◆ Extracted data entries
═══
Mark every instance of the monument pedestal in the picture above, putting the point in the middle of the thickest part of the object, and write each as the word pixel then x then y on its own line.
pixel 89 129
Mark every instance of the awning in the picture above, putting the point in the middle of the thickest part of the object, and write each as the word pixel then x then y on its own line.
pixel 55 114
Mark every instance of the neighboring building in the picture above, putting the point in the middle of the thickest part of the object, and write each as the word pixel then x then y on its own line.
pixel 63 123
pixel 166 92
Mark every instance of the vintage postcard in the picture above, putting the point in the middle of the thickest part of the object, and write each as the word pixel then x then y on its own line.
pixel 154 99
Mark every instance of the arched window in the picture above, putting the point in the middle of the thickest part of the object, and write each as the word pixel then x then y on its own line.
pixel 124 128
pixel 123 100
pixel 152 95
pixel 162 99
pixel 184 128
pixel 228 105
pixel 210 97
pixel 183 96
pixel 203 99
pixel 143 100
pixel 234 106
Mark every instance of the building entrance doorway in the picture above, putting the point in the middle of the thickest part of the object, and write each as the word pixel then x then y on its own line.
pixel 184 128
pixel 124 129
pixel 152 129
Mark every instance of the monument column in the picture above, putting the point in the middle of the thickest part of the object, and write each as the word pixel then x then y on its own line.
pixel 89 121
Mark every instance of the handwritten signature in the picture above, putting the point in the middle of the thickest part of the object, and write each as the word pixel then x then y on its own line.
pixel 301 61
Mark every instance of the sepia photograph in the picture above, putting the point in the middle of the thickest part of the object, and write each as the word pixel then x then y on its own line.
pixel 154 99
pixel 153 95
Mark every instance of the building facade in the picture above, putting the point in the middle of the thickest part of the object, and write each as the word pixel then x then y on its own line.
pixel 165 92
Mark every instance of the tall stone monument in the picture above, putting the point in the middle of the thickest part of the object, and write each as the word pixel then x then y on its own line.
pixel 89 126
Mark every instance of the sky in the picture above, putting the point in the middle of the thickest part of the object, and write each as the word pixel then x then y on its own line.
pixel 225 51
═══
◆ Exercise requirements
Reproduce each of the items above word for word, in the same order and on the same lines.

◆ Exercise result
Mark every instance of the monument pedestal in the picture above, putting the point in the middle of the thickest part of the object, and write each as the word pixel then x then y on its own line.
pixel 89 129
Mark every instance of the awning in the picture above, putting the point in the middle of the thickest part of the object, and write each as the word pixel then x then y on its own line.
pixel 55 114
Mark every instance of the neighboring building in the picture above, putting the point in the middle of the thickest part of the object, and write each as the word pixel then x then y on its own line.
pixel 63 123
pixel 166 92
Mark every instance of the vintage postcard in the picture above, putting the point in the middle of the thickest part of the object, and write each as the word pixel then x then y on its own line.
pixel 154 99
Mark every instance of the arched window in the picture above, putting the point in the middle of the thickest part of the object, and write each as the word pixel then x then y on its own line.
pixel 124 128
pixel 123 100
pixel 152 95
pixel 162 99
pixel 184 128
pixel 228 105
pixel 210 97
pixel 183 96
pixel 203 99
pixel 143 100
pixel 234 106
Mark every instance of the building entrance doorway in the picture above, putting the point in the middle of the thickest part of the object, and write each as the word pixel then x then y on its own line.
pixel 184 128
pixel 124 129
pixel 152 129
Mark every instance of the monument column in the picture above, putting the point in the middle of the thickest part of the object, and write each as the word pixel then x then y on its own line.
pixel 89 121
Mark every instance of the handwritten signature in the picture above, putting the point in the middle of the thickest part of the object, and write each as the word pixel then x then y on its own line.
pixel 301 61
Mark every instance of the sepia photograph in the picture above, putting the point in the middle of the thickest part of the object, and write each as the word pixel then x then y on its own line.
pixel 154 99
pixel 153 95
Mark every instance of the building facade in the picture above, putting the point in the middle of the thickest part of the object, and write each as the word pixel then x then y on its own line.
pixel 165 92
Mark every instance of the tall stone monument in the picture above, putting the point in the middle of the thickest part of the object, and write each as the word pixel then x then y on its own line.
pixel 89 126
Mark every instance of the sky in the picture above, putting the point in the middle of the thickest part of the object, and write each as the word pixel then x then y on its own line.
pixel 225 51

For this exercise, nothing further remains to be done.